● EXERCISE INPUT:
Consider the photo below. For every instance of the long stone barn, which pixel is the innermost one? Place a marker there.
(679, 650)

---

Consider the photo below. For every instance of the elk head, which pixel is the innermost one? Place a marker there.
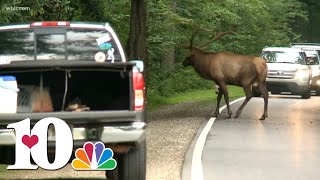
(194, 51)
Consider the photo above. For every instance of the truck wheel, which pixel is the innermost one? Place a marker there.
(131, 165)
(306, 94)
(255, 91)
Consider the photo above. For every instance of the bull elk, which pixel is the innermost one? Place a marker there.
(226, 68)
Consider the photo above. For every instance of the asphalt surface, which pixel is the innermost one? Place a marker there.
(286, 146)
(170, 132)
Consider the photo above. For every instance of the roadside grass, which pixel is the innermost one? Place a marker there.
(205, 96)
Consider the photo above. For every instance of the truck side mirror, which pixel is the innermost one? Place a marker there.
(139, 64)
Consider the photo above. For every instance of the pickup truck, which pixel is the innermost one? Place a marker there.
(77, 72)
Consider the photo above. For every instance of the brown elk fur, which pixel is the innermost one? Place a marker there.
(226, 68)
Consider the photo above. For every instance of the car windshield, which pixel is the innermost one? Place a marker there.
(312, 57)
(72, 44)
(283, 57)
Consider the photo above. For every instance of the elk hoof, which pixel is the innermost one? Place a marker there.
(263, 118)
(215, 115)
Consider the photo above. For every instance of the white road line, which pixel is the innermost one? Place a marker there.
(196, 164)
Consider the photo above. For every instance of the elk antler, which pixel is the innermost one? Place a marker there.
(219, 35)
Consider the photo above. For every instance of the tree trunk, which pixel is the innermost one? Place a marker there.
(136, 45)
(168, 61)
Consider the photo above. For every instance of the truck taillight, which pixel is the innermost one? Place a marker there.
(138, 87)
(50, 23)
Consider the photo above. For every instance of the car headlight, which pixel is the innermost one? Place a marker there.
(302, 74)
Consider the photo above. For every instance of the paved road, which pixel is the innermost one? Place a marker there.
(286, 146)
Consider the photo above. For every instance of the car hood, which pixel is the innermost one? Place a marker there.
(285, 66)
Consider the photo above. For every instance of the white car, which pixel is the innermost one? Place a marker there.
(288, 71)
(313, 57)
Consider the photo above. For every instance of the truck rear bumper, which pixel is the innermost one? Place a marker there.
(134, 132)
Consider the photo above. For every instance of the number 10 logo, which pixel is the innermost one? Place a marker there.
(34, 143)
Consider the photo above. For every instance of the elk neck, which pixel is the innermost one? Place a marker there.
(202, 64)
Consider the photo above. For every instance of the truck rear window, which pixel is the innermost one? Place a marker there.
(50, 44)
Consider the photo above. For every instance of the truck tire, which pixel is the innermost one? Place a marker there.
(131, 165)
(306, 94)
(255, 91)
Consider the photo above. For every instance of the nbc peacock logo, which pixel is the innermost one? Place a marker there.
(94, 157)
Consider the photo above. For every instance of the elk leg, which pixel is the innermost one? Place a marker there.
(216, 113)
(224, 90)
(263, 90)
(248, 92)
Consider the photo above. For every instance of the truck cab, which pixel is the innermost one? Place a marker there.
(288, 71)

● TASK TO CARRY OUT: Display each line of the records above that includes the string "logo", copied unchanged.

● RESULT OF THIS TASK:
Consider the photo above. For every instance of the number 10 logo, which pixel is the innermost one? Place a marker there.
Consider the photo above. For every instance of the nbc peacock logo, which pixel is the innermost one? Place a marker there.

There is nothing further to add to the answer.